### ASSIGNED TASK
Search the data for the word "wall" and copy each line that has it.

[THE DATA — start]

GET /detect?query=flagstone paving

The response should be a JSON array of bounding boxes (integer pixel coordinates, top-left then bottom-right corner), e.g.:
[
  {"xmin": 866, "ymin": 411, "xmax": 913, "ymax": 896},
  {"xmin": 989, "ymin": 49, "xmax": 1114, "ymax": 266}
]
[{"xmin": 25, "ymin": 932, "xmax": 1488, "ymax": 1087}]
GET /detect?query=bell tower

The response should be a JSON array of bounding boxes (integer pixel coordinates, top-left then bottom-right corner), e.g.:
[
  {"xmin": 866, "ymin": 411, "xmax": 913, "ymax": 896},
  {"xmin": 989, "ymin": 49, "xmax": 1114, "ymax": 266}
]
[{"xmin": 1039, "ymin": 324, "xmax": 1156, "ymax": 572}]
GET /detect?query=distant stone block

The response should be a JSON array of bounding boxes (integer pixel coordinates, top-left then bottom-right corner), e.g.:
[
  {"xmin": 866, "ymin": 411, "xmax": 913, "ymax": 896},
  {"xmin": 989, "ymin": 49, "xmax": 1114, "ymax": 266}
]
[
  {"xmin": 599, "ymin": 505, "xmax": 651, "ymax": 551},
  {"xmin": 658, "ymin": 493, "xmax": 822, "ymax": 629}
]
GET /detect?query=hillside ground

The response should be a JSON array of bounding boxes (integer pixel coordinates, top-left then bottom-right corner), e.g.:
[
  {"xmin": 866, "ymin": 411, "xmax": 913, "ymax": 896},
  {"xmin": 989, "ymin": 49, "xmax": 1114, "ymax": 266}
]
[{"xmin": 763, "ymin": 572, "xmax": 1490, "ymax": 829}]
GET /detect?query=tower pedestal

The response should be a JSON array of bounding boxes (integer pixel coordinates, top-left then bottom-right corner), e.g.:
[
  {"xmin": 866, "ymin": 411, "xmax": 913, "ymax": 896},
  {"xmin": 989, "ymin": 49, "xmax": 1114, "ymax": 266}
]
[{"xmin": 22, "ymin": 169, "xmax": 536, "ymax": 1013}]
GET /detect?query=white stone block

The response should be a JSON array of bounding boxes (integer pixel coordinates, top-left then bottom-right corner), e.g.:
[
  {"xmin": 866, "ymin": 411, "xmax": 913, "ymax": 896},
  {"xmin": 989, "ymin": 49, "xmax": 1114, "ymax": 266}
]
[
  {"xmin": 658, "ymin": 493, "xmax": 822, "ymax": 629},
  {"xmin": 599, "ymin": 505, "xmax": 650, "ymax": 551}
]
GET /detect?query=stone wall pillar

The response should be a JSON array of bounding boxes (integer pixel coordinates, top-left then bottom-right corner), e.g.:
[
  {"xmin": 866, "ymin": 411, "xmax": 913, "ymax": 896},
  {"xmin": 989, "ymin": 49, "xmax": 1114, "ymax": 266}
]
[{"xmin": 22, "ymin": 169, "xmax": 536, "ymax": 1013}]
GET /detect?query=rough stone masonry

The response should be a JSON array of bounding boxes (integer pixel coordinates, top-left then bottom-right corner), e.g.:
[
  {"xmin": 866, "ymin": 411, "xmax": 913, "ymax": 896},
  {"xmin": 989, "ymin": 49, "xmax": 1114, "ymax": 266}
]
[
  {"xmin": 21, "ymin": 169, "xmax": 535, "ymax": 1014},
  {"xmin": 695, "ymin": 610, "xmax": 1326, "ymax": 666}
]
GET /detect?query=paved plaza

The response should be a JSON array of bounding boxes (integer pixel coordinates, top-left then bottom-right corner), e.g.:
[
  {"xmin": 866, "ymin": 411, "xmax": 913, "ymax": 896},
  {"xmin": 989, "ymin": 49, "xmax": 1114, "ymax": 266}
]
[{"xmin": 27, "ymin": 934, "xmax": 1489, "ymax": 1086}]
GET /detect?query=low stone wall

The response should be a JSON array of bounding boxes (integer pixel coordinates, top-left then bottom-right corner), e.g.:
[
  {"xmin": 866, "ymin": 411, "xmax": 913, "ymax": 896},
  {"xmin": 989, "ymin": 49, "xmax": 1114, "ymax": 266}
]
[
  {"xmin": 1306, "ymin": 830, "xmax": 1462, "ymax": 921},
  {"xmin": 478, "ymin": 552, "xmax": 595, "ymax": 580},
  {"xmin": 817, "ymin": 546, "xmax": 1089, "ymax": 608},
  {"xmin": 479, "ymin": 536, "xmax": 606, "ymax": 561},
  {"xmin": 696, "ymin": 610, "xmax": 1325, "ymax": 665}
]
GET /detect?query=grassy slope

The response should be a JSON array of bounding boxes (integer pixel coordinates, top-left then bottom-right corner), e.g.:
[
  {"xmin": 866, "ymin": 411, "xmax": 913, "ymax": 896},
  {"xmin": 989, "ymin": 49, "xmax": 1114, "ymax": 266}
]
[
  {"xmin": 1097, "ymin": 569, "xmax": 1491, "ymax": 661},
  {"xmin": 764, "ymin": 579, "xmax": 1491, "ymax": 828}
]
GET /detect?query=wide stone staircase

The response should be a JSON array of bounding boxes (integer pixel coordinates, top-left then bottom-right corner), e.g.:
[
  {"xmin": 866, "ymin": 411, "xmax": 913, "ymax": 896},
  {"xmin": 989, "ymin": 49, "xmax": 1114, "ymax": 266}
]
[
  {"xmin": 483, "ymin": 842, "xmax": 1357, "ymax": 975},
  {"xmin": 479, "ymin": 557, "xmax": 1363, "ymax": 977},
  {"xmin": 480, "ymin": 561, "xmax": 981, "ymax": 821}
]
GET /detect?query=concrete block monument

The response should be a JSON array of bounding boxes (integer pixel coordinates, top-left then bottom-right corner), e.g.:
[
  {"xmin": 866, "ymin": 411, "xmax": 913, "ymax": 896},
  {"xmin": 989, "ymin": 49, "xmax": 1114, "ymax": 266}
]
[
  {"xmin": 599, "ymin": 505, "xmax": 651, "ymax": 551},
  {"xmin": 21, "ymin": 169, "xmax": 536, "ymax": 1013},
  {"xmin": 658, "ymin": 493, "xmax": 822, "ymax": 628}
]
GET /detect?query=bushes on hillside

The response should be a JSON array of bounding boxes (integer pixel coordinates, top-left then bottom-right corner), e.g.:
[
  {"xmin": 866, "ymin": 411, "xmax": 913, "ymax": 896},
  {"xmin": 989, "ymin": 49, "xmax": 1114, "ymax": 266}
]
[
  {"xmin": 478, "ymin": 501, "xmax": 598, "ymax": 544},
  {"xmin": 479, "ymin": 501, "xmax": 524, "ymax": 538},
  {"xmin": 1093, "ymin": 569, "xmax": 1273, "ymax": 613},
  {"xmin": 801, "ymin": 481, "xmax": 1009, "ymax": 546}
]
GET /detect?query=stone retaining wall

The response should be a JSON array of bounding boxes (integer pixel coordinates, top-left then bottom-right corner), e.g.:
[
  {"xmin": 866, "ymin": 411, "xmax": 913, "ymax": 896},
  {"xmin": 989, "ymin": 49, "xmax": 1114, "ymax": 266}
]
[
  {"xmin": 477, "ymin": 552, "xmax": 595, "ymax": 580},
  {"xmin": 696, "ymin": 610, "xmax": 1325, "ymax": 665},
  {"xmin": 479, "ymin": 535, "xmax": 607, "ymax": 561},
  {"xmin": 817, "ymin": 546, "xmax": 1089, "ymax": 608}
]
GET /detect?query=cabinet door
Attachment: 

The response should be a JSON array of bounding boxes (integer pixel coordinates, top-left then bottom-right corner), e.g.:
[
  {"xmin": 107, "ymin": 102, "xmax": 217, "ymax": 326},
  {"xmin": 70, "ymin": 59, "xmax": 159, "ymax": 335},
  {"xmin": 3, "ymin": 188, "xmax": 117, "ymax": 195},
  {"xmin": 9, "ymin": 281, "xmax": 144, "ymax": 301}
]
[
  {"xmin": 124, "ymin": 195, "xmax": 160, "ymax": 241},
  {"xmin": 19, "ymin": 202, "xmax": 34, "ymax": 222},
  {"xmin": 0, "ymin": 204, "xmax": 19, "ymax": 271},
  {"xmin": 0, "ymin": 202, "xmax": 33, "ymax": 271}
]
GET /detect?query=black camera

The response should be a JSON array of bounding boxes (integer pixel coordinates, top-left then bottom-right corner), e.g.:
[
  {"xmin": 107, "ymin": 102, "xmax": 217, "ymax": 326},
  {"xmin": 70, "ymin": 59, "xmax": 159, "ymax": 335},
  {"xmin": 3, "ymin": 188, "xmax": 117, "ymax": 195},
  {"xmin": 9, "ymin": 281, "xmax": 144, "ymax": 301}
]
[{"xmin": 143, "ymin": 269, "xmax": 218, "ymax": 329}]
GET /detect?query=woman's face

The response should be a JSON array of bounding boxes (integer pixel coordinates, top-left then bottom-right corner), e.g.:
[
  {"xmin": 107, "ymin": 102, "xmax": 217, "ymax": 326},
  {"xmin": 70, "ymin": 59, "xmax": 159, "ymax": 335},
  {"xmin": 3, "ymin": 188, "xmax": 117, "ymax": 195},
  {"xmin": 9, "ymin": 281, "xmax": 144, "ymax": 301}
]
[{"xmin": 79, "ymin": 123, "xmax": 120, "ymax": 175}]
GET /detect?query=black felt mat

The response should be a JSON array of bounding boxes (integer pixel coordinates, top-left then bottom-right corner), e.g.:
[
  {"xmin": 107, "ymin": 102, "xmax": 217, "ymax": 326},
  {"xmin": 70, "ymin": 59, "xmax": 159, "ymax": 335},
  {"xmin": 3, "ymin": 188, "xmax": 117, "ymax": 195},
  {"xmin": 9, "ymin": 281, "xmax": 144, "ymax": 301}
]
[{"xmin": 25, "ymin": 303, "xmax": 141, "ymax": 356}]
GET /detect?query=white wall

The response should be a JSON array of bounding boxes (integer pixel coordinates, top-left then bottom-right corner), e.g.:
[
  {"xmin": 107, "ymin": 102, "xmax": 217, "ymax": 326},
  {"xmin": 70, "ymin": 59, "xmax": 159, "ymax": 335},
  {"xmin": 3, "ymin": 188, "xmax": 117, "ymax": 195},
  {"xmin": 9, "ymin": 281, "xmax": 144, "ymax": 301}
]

[THE DATA — finish]

### ANSWER SPACE
GET /detect?query=stone wall pillar
GET /detect?query=low stone wall
GET /detect?query=stone retaining wall
GET /detect?query=white wall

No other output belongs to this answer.